## TASK STATEMENT
State how many lines in the entries below contain the string "person", counting a match only when the case is the same. Reply with the number alone.

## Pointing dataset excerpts
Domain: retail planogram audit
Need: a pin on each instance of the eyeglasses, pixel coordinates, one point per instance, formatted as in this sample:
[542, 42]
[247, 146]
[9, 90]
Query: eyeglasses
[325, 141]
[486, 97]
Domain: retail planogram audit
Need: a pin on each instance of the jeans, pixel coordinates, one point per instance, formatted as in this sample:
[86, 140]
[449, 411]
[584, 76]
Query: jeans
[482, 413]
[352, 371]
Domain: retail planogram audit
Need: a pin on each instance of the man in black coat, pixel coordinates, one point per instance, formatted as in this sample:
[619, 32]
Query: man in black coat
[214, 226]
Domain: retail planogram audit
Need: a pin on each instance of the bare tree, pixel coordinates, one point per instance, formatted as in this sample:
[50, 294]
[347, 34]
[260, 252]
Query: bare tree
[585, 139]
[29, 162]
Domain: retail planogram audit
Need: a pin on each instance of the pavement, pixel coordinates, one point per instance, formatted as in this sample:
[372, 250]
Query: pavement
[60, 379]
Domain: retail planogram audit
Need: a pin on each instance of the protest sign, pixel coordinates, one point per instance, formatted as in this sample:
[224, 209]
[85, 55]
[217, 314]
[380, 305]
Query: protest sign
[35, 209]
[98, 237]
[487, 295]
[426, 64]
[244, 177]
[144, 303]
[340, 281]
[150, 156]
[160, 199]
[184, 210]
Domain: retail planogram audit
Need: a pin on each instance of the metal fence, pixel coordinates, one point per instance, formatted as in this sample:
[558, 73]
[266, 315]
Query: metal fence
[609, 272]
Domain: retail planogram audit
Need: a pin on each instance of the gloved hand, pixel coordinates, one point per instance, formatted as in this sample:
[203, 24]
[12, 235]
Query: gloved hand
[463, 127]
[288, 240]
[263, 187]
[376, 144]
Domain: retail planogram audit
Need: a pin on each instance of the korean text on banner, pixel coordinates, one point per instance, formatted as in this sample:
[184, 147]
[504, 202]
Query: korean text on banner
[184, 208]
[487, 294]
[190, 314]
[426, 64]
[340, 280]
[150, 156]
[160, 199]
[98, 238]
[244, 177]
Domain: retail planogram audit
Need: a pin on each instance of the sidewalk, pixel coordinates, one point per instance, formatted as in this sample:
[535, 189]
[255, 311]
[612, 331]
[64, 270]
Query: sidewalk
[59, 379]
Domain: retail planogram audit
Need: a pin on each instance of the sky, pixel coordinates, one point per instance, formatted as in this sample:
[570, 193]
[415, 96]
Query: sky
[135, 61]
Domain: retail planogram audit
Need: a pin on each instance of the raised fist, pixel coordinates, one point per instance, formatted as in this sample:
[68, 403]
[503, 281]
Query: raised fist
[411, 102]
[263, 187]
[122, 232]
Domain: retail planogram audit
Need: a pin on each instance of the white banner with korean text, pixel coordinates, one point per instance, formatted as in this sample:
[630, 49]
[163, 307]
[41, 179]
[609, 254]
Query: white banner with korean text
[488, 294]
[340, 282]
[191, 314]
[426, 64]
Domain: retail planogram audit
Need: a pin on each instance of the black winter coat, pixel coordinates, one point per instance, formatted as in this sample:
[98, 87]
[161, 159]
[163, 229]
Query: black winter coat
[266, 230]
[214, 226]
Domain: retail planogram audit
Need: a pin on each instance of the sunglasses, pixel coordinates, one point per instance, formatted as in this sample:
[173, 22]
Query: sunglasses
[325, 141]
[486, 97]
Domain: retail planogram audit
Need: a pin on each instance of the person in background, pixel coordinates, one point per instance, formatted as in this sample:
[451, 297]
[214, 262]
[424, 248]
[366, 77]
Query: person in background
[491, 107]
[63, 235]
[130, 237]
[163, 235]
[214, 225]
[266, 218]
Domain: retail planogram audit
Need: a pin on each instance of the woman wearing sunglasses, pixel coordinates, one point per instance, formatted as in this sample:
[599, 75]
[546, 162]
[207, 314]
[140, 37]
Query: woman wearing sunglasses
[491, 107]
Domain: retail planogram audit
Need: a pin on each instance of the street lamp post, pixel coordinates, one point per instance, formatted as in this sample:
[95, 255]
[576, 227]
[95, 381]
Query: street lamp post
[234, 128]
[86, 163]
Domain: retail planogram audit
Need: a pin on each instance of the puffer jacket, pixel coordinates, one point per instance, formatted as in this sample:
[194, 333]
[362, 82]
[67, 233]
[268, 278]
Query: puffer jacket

## FINISHED EXERCISE
2